[Start of section]
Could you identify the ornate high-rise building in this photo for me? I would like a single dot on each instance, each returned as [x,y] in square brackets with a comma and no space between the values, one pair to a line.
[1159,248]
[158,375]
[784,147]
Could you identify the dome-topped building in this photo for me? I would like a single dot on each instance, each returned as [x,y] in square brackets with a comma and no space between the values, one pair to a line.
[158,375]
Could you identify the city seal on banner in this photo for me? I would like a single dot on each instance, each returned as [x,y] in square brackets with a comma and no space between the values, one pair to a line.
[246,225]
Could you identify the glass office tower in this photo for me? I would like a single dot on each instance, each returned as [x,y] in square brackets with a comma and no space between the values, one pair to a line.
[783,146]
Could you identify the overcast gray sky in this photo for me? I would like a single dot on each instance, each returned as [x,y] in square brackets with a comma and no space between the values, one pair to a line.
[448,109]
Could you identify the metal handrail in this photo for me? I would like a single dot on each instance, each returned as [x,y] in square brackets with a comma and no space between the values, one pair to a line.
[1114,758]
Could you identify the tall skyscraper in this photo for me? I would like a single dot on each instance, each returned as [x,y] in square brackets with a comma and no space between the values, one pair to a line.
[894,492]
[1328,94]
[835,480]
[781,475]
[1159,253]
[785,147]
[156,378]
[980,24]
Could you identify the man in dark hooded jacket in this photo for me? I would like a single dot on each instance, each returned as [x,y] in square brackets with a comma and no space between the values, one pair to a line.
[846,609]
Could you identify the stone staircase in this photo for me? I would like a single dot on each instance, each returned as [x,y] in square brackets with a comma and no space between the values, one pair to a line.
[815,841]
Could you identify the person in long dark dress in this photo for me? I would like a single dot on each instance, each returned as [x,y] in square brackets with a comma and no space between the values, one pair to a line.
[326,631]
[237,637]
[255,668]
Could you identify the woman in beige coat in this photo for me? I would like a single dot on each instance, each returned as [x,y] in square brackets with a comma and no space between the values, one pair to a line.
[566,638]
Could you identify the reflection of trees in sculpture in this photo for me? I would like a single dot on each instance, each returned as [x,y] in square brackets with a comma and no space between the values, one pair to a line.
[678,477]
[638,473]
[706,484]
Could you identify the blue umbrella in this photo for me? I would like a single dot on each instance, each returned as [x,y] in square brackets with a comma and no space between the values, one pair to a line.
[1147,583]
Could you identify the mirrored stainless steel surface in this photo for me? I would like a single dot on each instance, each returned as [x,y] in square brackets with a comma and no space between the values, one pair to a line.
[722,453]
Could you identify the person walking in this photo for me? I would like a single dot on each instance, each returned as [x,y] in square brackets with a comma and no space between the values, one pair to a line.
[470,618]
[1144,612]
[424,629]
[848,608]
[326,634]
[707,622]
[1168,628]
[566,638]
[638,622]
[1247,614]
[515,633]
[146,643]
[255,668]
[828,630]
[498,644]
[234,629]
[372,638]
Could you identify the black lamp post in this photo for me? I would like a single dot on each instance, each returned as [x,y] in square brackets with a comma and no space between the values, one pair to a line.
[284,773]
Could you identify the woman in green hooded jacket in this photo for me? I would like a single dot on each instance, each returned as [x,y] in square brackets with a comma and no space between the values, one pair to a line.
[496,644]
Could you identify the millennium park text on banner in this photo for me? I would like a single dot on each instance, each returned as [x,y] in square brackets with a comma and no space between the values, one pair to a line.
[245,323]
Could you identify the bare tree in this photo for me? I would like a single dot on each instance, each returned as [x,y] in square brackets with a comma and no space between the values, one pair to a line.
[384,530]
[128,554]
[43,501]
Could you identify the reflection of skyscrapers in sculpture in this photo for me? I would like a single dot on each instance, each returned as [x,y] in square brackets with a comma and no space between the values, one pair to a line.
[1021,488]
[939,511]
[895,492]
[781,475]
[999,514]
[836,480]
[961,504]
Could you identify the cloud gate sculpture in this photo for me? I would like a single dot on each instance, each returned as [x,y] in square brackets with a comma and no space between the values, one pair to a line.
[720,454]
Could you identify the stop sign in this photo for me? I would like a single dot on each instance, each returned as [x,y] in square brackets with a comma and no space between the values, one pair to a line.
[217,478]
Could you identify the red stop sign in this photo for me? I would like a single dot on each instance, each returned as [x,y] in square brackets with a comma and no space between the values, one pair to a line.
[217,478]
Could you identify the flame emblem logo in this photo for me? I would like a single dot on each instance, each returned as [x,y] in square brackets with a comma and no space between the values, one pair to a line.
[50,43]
[End of section]
WORK ITEM -
The output should match the records above exactly, line for line.

RESULT OF THIS TASK -
Could you identify the ornate high-rise building in this photo for me? I would like a single dot on each instance, each returned as [x,y] in square brackets with a comma and no space between the values, one pair to a line.
[1159,248]
[158,375]
[784,147]
Could you identify the dome-topped building in this photo for me? I would like a single dot on each instance, each returned as [x,y] in square brackets with a comma and no space between the values, one pair to a line.
[158,375]
Could you identify the city seal on banner in this photo for me? I would like a single dot on each instance, each returned as [x,y] in square brackets with a comma and no space between the values, one pair to a line.
[246,225]
Could you identify the glass office tower in this photo for me? I would like a single dot on each instance, each returned as [x,y] in square brackets with a comma and no space between the values, one pair to a line.
[783,146]
Could you identify the overcast gray sky in this photo for me? I would like a single dot on each instance, each returned as [x,y] in square brackets with a comma and no space between the values, one pair to a line.
[448,109]
Could you identify the metal handrail in this photo for me? I would like a single dot on each instance, each returned as [x,y] in square brackets with a comma and no space between the values, one pair to a line.
[1114,758]
Could you identify the tall skyscraper in this photo for me? I would like a single dot on each instance, each returned as [x,y] in square brackets with a comma and no space between the values, one pair to a line.
[894,492]
[1328,94]
[835,480]
[781,475]
[1159,253]
[785,147]
[156,378]
[980,24]
Could you identify the man in dark hooded jacket in this photo for me? I would like a single dot on each instance, each returned as [x,y] in square brackets with a comma and no space between the values, one pair to a line.
[846,609]
Could you identify the stone staircase in this photo for me? I would like a single dot on each instance, each returned as [x,y] in square brackets with a comma and no space between the values, one pair to a line.
[815,841]
Could you identify the person in long dark dress in this photo for me? I would like a single dot on each instance, each returned as [x,y] in square brackets with a comma and no space between the values, one pair to a line.
[326,631]
[237,637]
[255,668]
Could you identify the woman in beige coat in this photo for me? I would like a single dot on each instance, each returned as [x,y] in square brackets with a comma and no space between the values, one pair to a line.
[566,638]
Could you identify the reflection of trees in sculpture in this photo for me? I would like a single dot on each instance, each returned as [x,y] in square brackets with a comma and no space between the values, one pair to a line.
[678,477]
[638,473]
[706,484]
Could you identify the blue umbrella in this photo for me? I would like a single dot on each instance, each returned as [x,y] in square brackets with a comma and no space between the values, one pair to a line.
[1147,583]
Could you identify the mirrored stainless steel surface in this photo for me? I would like a single dot on each instance, each returned as [x,y] in square brackets with a comma and no space between the values, one pair to a line.
[722,453]
Could you identify the person walking in this photo for me? I would like a single dot on each instance, each returned as [x,y] in square brackets with a comma and no space between the values, one pair to a line.
[470,618]
[1144,612]
[424,629]
[848,608]
[326,634]
[707,622]
[1168,628]
[566,638]
[638,622]
[1247,614]
[515,633]
[146,643]
[255,668]
[828,630]
[498,644]
[234,629]
[372,638]
Could you identify the black lamp post in this photo for me? I would like a single dot on each instance, each returned as [x,y] in square brackets with a comma and no space between the values, one pair to a line.
[284,773]
Could you identify the woman in green hooded jacket in this photo for me? I would like a single dot on each instance, each returned as [x,y] in square brackets with a comma and no space between the values, one pair to a line.
[496,644]
Could you identify the millennium park text on banner in this photo for me? I would like a single dot on each instance, each returned as [x,y] in square brackets with a comma and no space between the values, one pair to a line.
[245,323]
Could you identify the bare tree in this photo for me? I would like a single dot on each instance, each returned as [x,y] in square brackets with a comma and no space between the values, one pair to a line.
[384,530]
[128,554]
[43,501]
Could you identify the reflection of skyscrapers in sculpture in this photo for me? I would like a single dot on each instance, each returned as [x,y] in square brackets with a comma and no space between the values, one pair to a line.
[1021,488]
[939,511]
[895,492]
[781,475]
[999,514]
[836,480]
[961,504]
Could you identify the cloud gate sculpture in this photo for me? I would like a single dot on each instance, each returned as [x,y] in square brackets with a comma and no space between the values, one pair to a line.
[720,454]
Could you identify the stop sign in this photo for me? I would like a single dot on each instance, each returned as [x,y] in square brackets with a comma and no space between the values, one pair to a line.
[217,478]
Could you identify the red stop sign in this photo for me? I would like a single dot on each instance, each returned as [x,y] in square brackets with a comma and no space between the values, one pair to a line.
[217,478]
Could you identify the flame emblem logo in this photo for me? I would like a single dot on each instance, each returned as [x,y] in square brackets with a comma and no space between the values, one pair to a line.
[50,43]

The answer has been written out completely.